AUSZUG -
──────────────────────────────
Kaufberatung: Ich bräuchte ein Buch zum Verschenken
Neulich in der Buchhandlung. „Haben Sie einen Roman, den ich zu Weihnachten verschenken kann?“ „Neuerscheinung?“ „Gern.“ Kurzer Blick auf die Spiegel-Bestsellerliste, und schon geht es los.
Kann der oder die zu Beschenkende etwas mit dem Satz „Digital ist besser“ anfangen? Wenn nicht, käme der Buchpreisträger in Betracht. „Widerfahrnis“ von Bodo Kirchhoff enthält neben manchem kulturkritischen Affekt alles, was sich mit der guten alten Toscana-Fraktion verbinden ließe. Es wird Rotwein getrunken, Brot in Olivenöl getaucht, und Tragik gibt es auch. Falls der oder die zu Beschenke allerdings etwas mit dem Satz verbindet, bestünde die Möglichkeit, dass die Sinnlichkeit des Textes als Klischee empfunden wird. In diesem Fall könnte man doch Thomas Melles „Die Welt im Rücken“ in Erwägung ziehen, mit dem Zusatz: das Buch, das den Buchpreis eigentlich verdient gehabt hätte.
──────────────────────────────
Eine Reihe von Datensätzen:
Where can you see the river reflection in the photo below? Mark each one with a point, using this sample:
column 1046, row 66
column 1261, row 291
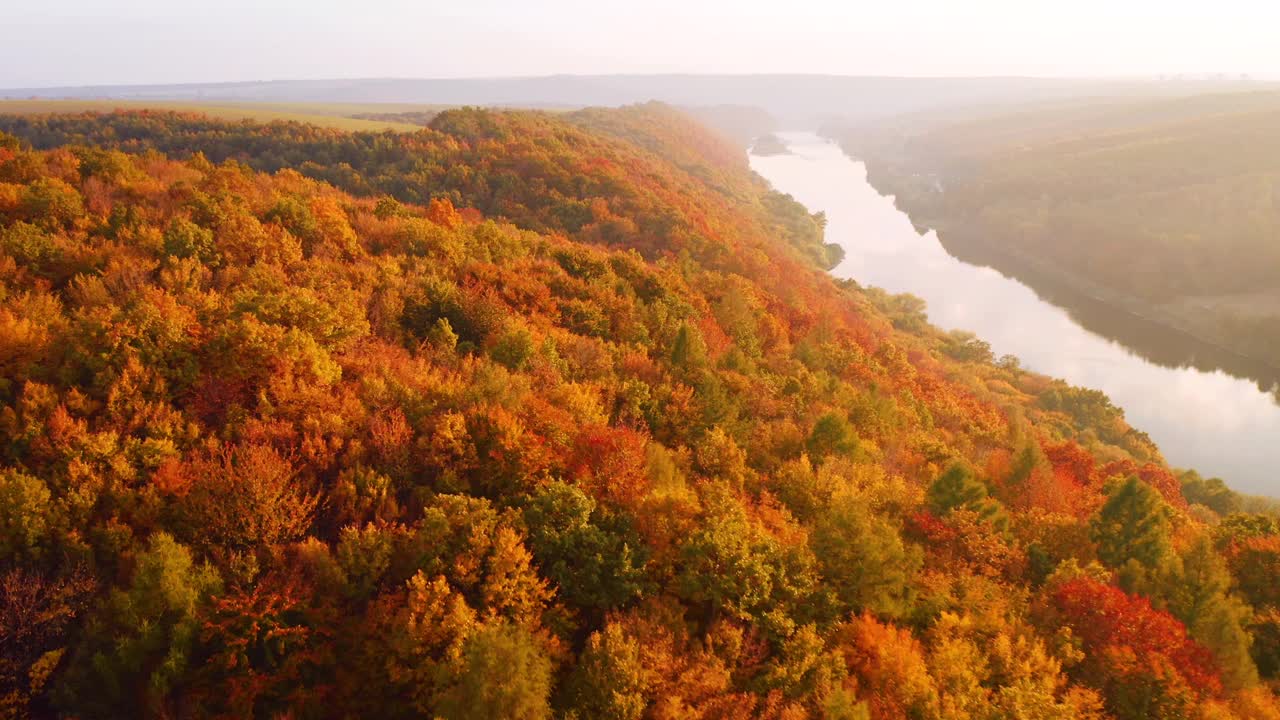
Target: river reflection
column 1210, row 420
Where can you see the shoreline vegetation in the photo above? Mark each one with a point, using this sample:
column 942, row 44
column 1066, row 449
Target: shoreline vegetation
column 528, row 415
column 1051, row 204
column 769, row 145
──────────────────────────────
AUFGABEN -
1 – Übersetze diesen Satz aus der Kaufberatung ins Englische: „Es wird Rotwein getrunken, Brot in Olivenöl getaucht, und Tragik gibt es auch.“
2 – Gib den Absatz der Kaufberatung, der mit „Kann der oder die zu Beschenkende“ beginnt, als kurze Liste wieder und behalte die wichtigsten Fakten bei.
3 – Liefere die Fortsetzung der Kaufberatung im Anschluss an ihren letzten Satz.

LÖSUNGEN -
1 – Red wine is drunk, bread is dipped in olive oil, and there is tragedy too.

2 –
- Entscheidend ist, ob die beschenkte Person etwas mit dem Satz „Digital ist besser“ anfangen kann.
- Falls nicht: „Widerfahrnis“ von Bodo Kirchhoff, der Buchpreisträger, mit kulturkritischem Affekt und allem, was zur Toscana-Fraktion passt (Rotwein, Brot in Olivenöl, Tragik).
- Falls doch: Die Sinnlichkeit dieses Textes könnte als Klischee empfunden werden.
- In diesem Fall: Thomas Melles „Die Welt im Rücken“, mit dem Zusatz, dass es den Buchpreis eigentlich verdient gehabt hätte.

3 –
Andere Frage: Möchte der oder die zu Beschenkende auf Parties mitreden können? Wenn ja, würde sich immer Elena Ferrante empfehlen (weiterhin inklusive Smalltalk-Anschlussmöglichkeiten, ob die Enthüllung in Ordnung war). Noch mehr Aufmerksamkeit könnte Band 2 garantieren, wenn nicht auf Italienisch, dann auf Englisch: „The Story of a New Name“. Falls das Partykriterium nicht so entscheidend ist: Emma Braslavskys wildes Buch „Leben ist keine Art, mit einem Tier umzugehen“. Was zum selber Staunen, was sich alles in einen Romane verrühren lässt.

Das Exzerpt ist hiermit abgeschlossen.